::: Passage
10 Minutes to PostBOUND#

Inspired by the 10 minutes to Pandas tutorial, this is a quick introduction to PostBOUND, geared towards new users. It assumes that you have a basic understanding of Python and a decent understanding of relational databases, especially query optimization.

The primary target audience for PostBOUND are database researchers that want to implement their own ideas for query optimization and evaluate them on real-world data. To learn how to install PostBOUND see the Setup Guide guide.

By convention, we use the following imports in this tutorial:

In [1]: import pandas as pd

In [2]: import postbound as pb

Optimization Pipelines#

Optimization pipelines are at the core of PostBOUND. They provide a simple model for optimization workflows oriented around different optimizer architectures. Each pipeline has different interfaces that allow to customize different parts of the optimization process (these are stages in PostBOUND-lingo). Implementing a new optimization algorithm boils down to selecting the appropriate optimization pipeline and stage.

The two most commonly used pipelines are:

The TextBookOptimizationPipeline, which is modelled after the traditional query optimizer architecture. It uses a PlanEnumerator to produce different candidate plans and ultimately select the best one. To assess the quality of each candidate plan, a CostModel is used. The cost model typically uses the CardinalityEstimator to estimate the number of rows produced by each operator in the plan.

The MultiStageOptimizationPipeline performs the query optimization in multiple sequential steps. Initially, it computes a join order using the JoinOrderOptimization stage. Afterwards, it selects the best physical operators for the join order in the PhysicalOperatorSelection stage. Finally, the ParameterGeneration can be used to add additional metadata to the query plan. This stage is especially well-suited for optimization scenarios where only part of the decisions of the native optimizer are overridden. For example, you can implement your own join ordering and cardinality estimator and leave the operator selection to the database system (given your cardinality estimates). See the documentation on Hinting for how this actually works under the hood.

To learn more about optimization pipelines, take a look at the separate Optimizer Abstraction documentation.

Note

Users do not need to implement all stages of a pipeline. Instead, PostBOUND automatically “fills the gaps” with reasonable defaults. This allows users to focus only on the parts of the optimization process that are relevant for their research. For example, if you want to implement a new cardinality estimator in the textbook pipeline, PostBOUND will automatically use the cost model and plan enumerator of the target database system.
::::::
::: Dataset entries
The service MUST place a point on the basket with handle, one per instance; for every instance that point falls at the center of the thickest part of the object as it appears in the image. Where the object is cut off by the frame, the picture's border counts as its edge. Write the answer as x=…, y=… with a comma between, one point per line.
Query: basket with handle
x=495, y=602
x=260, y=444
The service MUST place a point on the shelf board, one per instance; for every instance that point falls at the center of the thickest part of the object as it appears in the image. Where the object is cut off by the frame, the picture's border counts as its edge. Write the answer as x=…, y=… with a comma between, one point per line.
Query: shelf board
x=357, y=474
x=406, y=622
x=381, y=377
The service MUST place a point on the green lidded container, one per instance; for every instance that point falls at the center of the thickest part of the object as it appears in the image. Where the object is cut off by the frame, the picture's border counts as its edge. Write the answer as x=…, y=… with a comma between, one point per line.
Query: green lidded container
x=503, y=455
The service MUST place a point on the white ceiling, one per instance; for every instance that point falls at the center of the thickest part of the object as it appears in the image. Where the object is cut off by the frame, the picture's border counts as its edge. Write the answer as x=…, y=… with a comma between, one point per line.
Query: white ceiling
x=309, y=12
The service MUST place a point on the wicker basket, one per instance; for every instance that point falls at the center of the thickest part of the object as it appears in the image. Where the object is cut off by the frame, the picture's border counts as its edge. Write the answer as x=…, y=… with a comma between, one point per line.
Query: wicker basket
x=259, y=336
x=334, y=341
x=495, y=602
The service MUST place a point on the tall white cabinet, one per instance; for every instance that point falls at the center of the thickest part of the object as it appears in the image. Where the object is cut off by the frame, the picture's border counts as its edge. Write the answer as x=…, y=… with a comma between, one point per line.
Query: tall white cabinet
::::::
■ Written exercise 1:
Copy the lines of the listing word for word, from its first line through the line containing "x=309, y=12", including both of those lines.
■ Written exercise 2:
Continue the PostBOUND tutorial from the point where it stops.

■ Result 1:
The service MUST place a point on the basket with handle, one per instance; for every instance that point falls at the center of the thickest part of the object as it appears in the image. Where the object is cut off by the frame, the picture's border counts as its edge. Write the answer as x=…, y=… with a comma between, one point per line.
Query: basket with handle
x=495, y=602
x=260, y=444
The service MUST place a point on the shelf board, one per instance; for every instance that point falls at the center of the thickest part of the object as it appears in the image. Where the object is cut off by the frame, the picture's border counts as its edge. Write the answer as x=…, y=… with a comma between, one point per line.
Query: shelf board
x=357, y=474
x=406, y=622
x=381, y=377
The service MUST place a point on the green lidded container, one per instance; for every instance that point falls at the center of the thickest part of the object as it appears in the image. Where the object is cut off by the frame, the picture's border counts as its edge. Write the answer as x=…, y=… with a comma between, one point per line.
Query: green lidded container
x=503, y=455
The service MUST place a point on the white ceiling, one per instance; for every instance that point falls at the center of the thickest part of the object as it appears in the image. Where the object is cut off by the frame, the picture's border counts as its edge. Write the answer as x=…, y=… with a comma between, one point per line.
Query: white ceiling
x=309, y=12

■ Result 2:
Query Abstraction#

PostBOUND provides a powerful query abstraction centered around the SqlQuery. Pretty much all other parts of the framework operate on this abstraction. You can obtain an instance of this class by parsing a raw SQL query string using parse_query():

In [3]: raw_query = "SELECT p.creationdate, min(p.score) FROM posts p GROUP BY p.creationdate"

In [4]: query = pb.parse_query(raw_query)

In [5]: query
Out[5]: 
SELECT p.creationdate, MIN(p.score)
FROM posts AS p
GROUP BY p.creationdate;

Alternatively, you can use the workload functionality to load an entire set of queries at once. All query-related functionality is provided by the qal module (short for query abstraction layer). For example, use qal.format_quick() to obtain a nicely formatted string for a query.

Once you have a query object, you can access different properties, such as the tables that are referenced in the query, or the raw clauses:

In [6]: query.tables()
Out[6]: {TableReference(full_name='posts', alias='p', virtual=False, schema='', catalog='')}

In [7]: query.select_clause
Out[7]: SELECT p.creationdate, MIN(p.score)

For more details on the query abstraction, see the separate Query Abstraction documentation.

Note

The SqlQuery is only used to represent SELECT queries and PostBOUND currently does not support DDL or DML queries. Set operations such as UNION are modelled in a separate SetQuery class, for reasons that are explained in the Query Abstraction documentation. To indicate that some interface accepts both plain SELECT queries as well as set operations, the SelectStatement type is used.

We might add support for DDL and DML queries in the future, if there is actual demand for it. For now, such statements have to be represented as raw SQL strings. To indicate that an interface would also accept queries beyond SELECT, the SqlStatement type exists. But this is currently rarely used.

Database Connection#

A key philosophy of PostBOUND is to always execute queries on real database systems instead of research prototypes or simulated environments. We treat the query execution time as the ultimate measure of quality of a query plan. But, since PostBOUND is implemented as a Python framework, we cannot interfere with the optimizer directly. Instead, PostBOUND uses query hints to restrict the native optimizer of the database system and to enforce the optimization decisions made within the framework.

As a consequence, PostBOUND requires a connection to a database system for much of its functionality. For Postgres, you can connect to the database like so:

In [8]: pg_instance = pb.postgres.connect(config_file=".psycopg_connection")

In [9]: pg_instance
Out[9]: neondb @ postgres (v17.10)

Here, the config_file parameter points to a file that contains the connection parameters as a psycopg-compatible string.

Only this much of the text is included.